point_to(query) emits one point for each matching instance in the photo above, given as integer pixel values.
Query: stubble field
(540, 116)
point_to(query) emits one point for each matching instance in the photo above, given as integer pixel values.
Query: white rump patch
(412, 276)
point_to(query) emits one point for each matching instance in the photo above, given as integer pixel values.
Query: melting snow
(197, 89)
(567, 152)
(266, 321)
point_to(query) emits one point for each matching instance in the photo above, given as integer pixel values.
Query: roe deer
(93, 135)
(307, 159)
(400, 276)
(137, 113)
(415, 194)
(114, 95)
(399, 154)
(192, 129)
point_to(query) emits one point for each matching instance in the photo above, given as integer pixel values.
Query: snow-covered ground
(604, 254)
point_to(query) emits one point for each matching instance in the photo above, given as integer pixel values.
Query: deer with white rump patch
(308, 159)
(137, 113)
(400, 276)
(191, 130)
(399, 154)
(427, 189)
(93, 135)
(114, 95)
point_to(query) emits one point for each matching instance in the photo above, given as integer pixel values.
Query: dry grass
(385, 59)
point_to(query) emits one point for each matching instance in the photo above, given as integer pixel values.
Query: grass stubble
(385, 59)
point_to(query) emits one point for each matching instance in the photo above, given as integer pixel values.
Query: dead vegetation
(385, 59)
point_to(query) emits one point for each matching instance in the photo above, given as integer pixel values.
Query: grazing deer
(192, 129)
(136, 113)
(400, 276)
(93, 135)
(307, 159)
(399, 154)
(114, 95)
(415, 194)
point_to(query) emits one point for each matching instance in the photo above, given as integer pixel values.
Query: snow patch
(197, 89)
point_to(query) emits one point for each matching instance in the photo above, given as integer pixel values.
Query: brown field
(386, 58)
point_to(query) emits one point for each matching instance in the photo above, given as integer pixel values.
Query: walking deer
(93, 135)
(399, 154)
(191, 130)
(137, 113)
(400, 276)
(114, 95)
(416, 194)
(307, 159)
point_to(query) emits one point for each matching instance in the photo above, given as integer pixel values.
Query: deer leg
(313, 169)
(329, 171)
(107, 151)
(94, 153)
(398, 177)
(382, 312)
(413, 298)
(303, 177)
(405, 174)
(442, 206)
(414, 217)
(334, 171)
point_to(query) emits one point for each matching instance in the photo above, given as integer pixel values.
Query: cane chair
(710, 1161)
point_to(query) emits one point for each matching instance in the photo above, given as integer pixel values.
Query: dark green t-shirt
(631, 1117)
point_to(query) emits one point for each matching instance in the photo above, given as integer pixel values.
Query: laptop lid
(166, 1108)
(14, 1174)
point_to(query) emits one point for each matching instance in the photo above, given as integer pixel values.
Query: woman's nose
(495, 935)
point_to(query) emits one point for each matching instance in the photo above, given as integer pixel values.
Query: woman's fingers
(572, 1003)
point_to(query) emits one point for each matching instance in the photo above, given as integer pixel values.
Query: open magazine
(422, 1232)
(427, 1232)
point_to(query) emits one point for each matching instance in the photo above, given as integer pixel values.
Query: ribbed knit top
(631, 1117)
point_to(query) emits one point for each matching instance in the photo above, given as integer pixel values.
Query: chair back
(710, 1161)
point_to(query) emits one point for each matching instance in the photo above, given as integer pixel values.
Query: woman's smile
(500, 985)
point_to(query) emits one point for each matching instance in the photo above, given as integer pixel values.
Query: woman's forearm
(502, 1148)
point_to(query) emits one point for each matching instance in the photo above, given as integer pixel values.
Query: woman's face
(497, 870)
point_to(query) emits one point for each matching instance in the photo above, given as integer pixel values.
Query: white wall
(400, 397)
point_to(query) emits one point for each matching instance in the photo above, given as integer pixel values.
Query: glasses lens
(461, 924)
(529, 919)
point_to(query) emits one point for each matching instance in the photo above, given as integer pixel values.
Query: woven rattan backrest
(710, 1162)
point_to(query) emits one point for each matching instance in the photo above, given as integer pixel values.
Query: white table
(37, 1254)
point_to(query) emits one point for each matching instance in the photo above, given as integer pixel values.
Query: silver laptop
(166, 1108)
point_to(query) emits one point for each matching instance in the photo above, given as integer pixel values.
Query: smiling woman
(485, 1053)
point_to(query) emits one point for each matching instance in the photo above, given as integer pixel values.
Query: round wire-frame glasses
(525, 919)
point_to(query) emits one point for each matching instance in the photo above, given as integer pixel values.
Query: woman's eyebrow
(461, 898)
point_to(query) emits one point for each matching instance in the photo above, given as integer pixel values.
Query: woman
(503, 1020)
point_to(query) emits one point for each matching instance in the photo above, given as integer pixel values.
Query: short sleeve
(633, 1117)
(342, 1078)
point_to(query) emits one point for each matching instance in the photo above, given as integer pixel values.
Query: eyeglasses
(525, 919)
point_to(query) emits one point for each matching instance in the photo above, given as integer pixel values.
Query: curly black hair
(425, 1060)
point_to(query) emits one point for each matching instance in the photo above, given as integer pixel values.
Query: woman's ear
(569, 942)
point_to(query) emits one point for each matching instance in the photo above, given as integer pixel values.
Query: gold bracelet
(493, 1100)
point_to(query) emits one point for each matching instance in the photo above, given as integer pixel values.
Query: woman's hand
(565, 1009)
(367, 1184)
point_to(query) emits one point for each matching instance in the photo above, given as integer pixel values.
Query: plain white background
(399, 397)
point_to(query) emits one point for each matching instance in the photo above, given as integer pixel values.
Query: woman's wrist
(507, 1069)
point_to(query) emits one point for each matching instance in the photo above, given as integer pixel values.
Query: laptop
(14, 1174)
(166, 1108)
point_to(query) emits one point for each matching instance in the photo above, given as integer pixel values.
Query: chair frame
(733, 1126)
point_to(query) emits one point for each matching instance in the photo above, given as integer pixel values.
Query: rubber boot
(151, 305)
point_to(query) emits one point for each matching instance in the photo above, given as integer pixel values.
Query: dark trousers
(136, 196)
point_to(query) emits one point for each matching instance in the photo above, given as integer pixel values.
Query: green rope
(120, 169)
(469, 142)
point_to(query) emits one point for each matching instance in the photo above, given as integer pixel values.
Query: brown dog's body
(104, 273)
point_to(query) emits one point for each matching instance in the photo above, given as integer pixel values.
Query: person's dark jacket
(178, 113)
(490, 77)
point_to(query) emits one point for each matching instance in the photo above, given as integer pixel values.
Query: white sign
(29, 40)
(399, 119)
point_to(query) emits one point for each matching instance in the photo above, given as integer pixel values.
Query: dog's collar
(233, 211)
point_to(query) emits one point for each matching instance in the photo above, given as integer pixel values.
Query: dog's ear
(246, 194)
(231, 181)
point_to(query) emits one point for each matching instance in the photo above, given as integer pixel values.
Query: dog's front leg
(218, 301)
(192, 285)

**Exercise details**
Repeat all the entries exactly as given.

**Solution to the problem**
point_to(query) emits one point for each matching instance in the photo above, given as integer pixel values.
Query: stubble field
(540, 116)
point_to(query) emits one point for each matching instance in the photo above, given as integer pixel values.
Query: white rump patch
(412, 276)
point_to(query) emits one point for each matching instance in the photo above, given as integer pixel values.
Query: melting snow
(197, 89)
(567, 152)
(266, 321)
point_to(query) emits one point for each matching instance in the photo above, given as integer pixel values.
Query: roe deer
(93, 135)
(307, 159)
(400, 276)
(137, 113)
(415, 194)
(114, 95)
(399, 154)
(192, 129)
point_to(query) emits one point for each matching instance in the photo above, given as integer pixel values.
Query: snow-covered ground
(604, 254)
point_to(query) emits one point for each matching instance in the photo above, given as integer pixel values.
Query: deer with white rump patch
(308, 159)
(137, 113)
(400, 276)
(191, 130)
(399, 154)
(427, 189)
(93, 135)
(114, 95)
point_to(query) emits one point for each matching instance in the photo above, given as integer pixel values.
Query: dry grass
(385, 59)
point_to(query) emits one point for each matching instance in the photo above, given as integer pixel values.
Query: grass stubble
(385, 59)
point_to(query) emits one point for each matching instance in the photo above, given as integer pixel values.
Query: dead vegetation
(385, 59)
point_to(query) emits one point for each matching instance in the photo above, given as integer pixel values.
Query: grazing deer
(192, 129)
(136, 113)
(400, 276)
(93, 135)
(307, 159)
(399, 154)
(114, 95)
(415, 194)
point_to(query) emits one point for each matching instance in the photo above, given as integer pixel values.
Query: snow patch
(197, 89)
point_to(query) emits one point for each matching instance in the photo above, given as integer pixel values.
Query: brown field
(386, 58)
point_to(query) emits one point for each matching instance in the photo above, given as integer pixel values.
Query: walking deer
(93, 135)
(399, 154)
(191, 130)
(137, 113)
(400, 276)
(114, 95)
(416, 194)
(307, 159)
point_to(query) emits one point for each matching instance in the photo above, given as integer pixel values.
Query: deer leg
(313, 169)
(329, 171)
(107, 151)
(94, 153)
(398, 177)
(382, 312)
(413, 298)
(303, 177)
(405, 174)
(442, 206)
(414, 217)
(334, 171)
point_to(query) emits one point for each matching instance in the photo above, given as integer pixel values.
Query: cane chair
(710, 1161)
point_to(query) emits one point for each matching instance in the photo above, given as integer pixel values.
Query: dark green t-shirt
(631, 1117)
point_to(query) emits one point for each matching instance in the photo above, given as integer pixel values.
Query: laptop lid
(166, 1108)
(14, 1174)
point_to(query) emits one point for each matching instance in the photo above, given as integer pixel values.
Query: woman's nose
(495, 935)
point_to(query) emits one point for each matching instance in the photo above, given as integer pixel values.
Query: woman's fingers
(572, 1003)
point_to(query) emits one point for each matching instance in the photo above, given as integer pixel values.
Query: open magazine
(422, 1232)
(427, 1232)
point_to(query) emits one point for each matching instance in the photo above, given as integer pixel values.
Query: ribbed knit top
(631, 1117)
point_to(query) emits one point for each matching instance in the photo above, given as integer pixel values.
Query: chair back
(710, 1161)
point_to(query) emits one point for each matching instance in the photo above, given as integer pixel values.
Query: woman's smile
(500, 985)
point_to(query) emits one point for each matching instance in the photo above, given as integer pixel values.
Query: woman's forearm
(502, 1148)
point_to(query) emits one point for each matching instance in the photo above, given as integer pixel values.
Query: woman's face
(497, 870)
point_to(query) emits one point for each matching instance in the photo above, given as integer pixel values.
Query: white wall
(400, 397)
point_to(query) emits one point for each matching instance in the photo above, given as integer pixel values.
Query: glasses lens
(461, 924)
(529, 919)
point_to(query) emits one point for each matching instance in the photo above, given as integer pixel values.
Query: woven rattan backrest
(710, 1162)
point_to(query) emits one point for each matching instance in the photo above, given as integer pixel values.
Query: white table
(37, 1254)
point_to(query) emits one point for each matching instance in the photo above, given as integer pixel values.
Query: silver laptop
(166, 1108)
point_to(query) emits one point for each matching instance in the photo above, given as integer pixel values.
Query: smiling woman
(485, 1053)
point_to(query) emits one point for each matching instance in the photo above, given as integer pixel values.
Query: round wire-frame glasses
(525, 919)
point_to(query) emits one point for each matching instance in the photo above, given as integer pixel values.
Query: woman's eyebrow
(461, 898)
point_to(query) emits one point for each matching instance in the photo above, given as integer pixel values.
Query: woman
(503, 1020)
point_to(query) emits one point for each matching instance in the photo above, given as integer pixel values.
Query: short sleeve
(633, 1117)
(342, 1078)
point_to(query) emits one point for each matching instance in the photo above, given as integer pixel values.
Query: eyeglasses
(525, 919)
point_to(query) emits one point for each matching instance in the photo above, given as integer pixel values.
Query: curly black hair
(425, 1060)
point_to(query) emits one point for each matching instance in the photo above, given as integer pixel values.
Query: woman's ear
(569, 942)
point_to(query) emits one point for each matching instance in the photo above, given as integer pixel values.
Query: gold bracelet
(493, 1100)
point_to(query) emits one point for each matching instance in the photo above, given as integer pixel values.
Query: woman's hand
(565, 1009)
(367, 1184)
point_to(query) emits one point for each matching instance in the photo above, given as integer pixel values.
Query: plain white background
(399, 397)
point_to(query) emits one point for each matching instance in the photo above, given as integer pixel values.
Query: woman's wrist
(507, 1069)
point_to(query) emits one point for each matching instance in the photo above, given as integer pixel values.
Query: laptop
(14, 1174)
(166, 1108)
point_to(query) emits one point for each matching instance in the photo above, given as integer pixel values.
Query: chair frame
(733, 1126)
point_to(query) emits one point for each matching instance in the photo above, given as integer pixel values.
Query: rubber boot
(151, 305)
point_to(query) emits one point for each matching instance in the photo above, given as integer pixel values.
Query: dark trousers
(136, 196)
point_to(query) emits one point for each matching instance in the photo above, given as integer pixel values.
Query: green rope
(120, 169)
(469, 142)
point_to(query) emits one point for each matching instance in the photo above, given as integer pixel values.
Query: brown dog's body
(104, 273)
point_to(query) emits one point for each matching instance in the photo above, given as integer pixel values.
Query: person's dark jacket
(178, 113)
(490, 77)
point_to(query) emits one point for each matching instance in the photo above, given as integer pixel values.
Query: white sign
(29, 40)
(399, 119)
point_to(query) emits one point for each matching instance in the photo above, given as integer pixel values.
Query: dog's collar
(233, 211)
point_to(query) emits one point for each matching instance in the photo above, given as integer pixel values.
Query: dog's ear
(246, 194)
(231, 181)
point_to(query) emits one point for each matching instance in the photo above, given as integer pixel values.
Query: dog's front leg
(218, 301)
(192, 285)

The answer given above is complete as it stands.